• Le problème:
Poursuivez la critique du film « Le Musée des merveilles » en reprenant juste après sa dernière phrase.

• Texte à lire:
######

1927 (en haut). Rose (Millicent Simmonds) veut rencontrer son idole à New York. Myles Aronowitz
À cinquante ans de distance, deux enfants, Rose et Ben, sourds l’un et l’autre, fuient vers New York pour comprendre d’où ils viennent. Leurs histoires vont se rejoindre au terme d’une fresque somptueuse et bouleversante, d’après le beau roman graphique de Brian Selznick.
Le Musée des merveilles ***
de Todd Haynes
Film américain, 1 h 57
Savons-nous vraiment d’où nous venons ? La connaissance de nos origines est-elle à notre portée ? Peut-on échapper à son obscure généalogie ? À cinquante ans de distance, en 1927 et en 1977, Rose, sourde de naissance, et Ben, qui l’est devenu, frappé par la foudre un soir d’orage, cherchent à comprendre le mystère qui entoure leur vie, à percer leur secret de famille.
1927, New Jersey. Rose, 12 ans, vit dans une vaste maison avec un père autoritaire et distant. Spectatrice assidue des films muets, attirée par une actrice qui rayonne dans les mélodrames, elle archive tous les articles de presse qui parlent d’elle. Une double malédiction s’abat sur elle. L’arrivée du cinéma parlant et la volonté de son père de la confiner dans un pensionnat. Rose (la si expressive Millicent Simmonds, elle-même sourde, au visage d’égarée lucide) s’enfuit de chez elle pour gagner New York et tenter de retrouver l’icône en celluloïd dont les journaux lui ont appris qu’elle allait se produire au théâtre.

######

• Lignes de données:
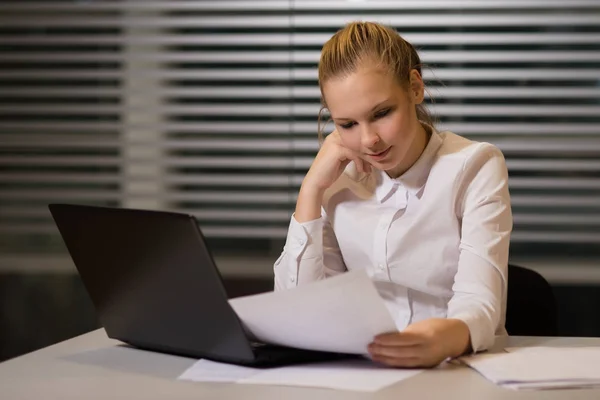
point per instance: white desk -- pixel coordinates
(92, 366)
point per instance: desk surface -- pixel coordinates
(93, 366)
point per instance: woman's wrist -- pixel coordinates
(308, 205)
(461, 343)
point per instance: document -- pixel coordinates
(339, 314)
(540, 367)
(352, 375)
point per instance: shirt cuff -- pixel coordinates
(480, 339)
(304, 240)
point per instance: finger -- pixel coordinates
(399, 339)
(366, 165)
(409, 362)
(359, 165)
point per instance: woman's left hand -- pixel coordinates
(423, 344)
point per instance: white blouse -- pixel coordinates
(435, 240)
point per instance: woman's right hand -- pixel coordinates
(330, 162)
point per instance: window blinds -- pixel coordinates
(210, 107)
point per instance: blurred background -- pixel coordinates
(210, 108)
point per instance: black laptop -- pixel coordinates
(155, 286)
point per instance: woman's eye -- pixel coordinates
(382, 113)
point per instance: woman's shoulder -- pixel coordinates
(466, 151)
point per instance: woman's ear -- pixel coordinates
(417, 87)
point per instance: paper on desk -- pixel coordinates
(355, 375)
(540, 367)
(340, 314)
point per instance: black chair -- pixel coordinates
(531, 306)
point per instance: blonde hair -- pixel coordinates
(369, 42)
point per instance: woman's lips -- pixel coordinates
(379, 156)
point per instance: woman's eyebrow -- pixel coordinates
(372, 109)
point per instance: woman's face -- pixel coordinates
(376, 117)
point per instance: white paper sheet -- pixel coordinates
(540, 367)
(341, 314)
(210, 371)
(354, 375)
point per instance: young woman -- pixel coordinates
(426, 213)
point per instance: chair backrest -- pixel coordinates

######

• Résultat attendu:
1977, Minnesota. Ben, 14 ans, qui vient de perdre sa mère, n’a jamais réussi à savoir par elle qui était son père. Une énigme plane sur la rencontre de ses parents disparus. Son géniteur évaporé a laissé une phrase mystérieuse : « Nous sommes tous dans le caniveau mais certains d’entre nous regardent les étoiles ». L’adresse d’une librairie trouvée dans la page de garde d’un livre, accompagnée d’un mot doux et d’un prénom inconnu, le pousse à fuguer, lui aussi, vers New York pour tenter de retrouver des traces enfouies.
Quand Rose débarque, enfermée dans sa surdité, elle se sent écrasée par ce décor d’immeubles majestueux, dans cette ville suractive surplombée entre l’héritage victorien et les premiers gratte-ciel. Un demi-siècle plus tard, Ben (Oakes Fegley) découvre, choc visuel affolant, un New York psychédélique, bariolé, métissé, bourré d’énergie mais aussi déglingué. Tous les deux errent en quête de réponses insaisissables. Leurs destins parallèles vont se rejoindre au terme d’une fresque somptueuse, inspirée par le superbe roman graphique de Brian Selznick, adapté et scénarisé par lui-même (lire les repères).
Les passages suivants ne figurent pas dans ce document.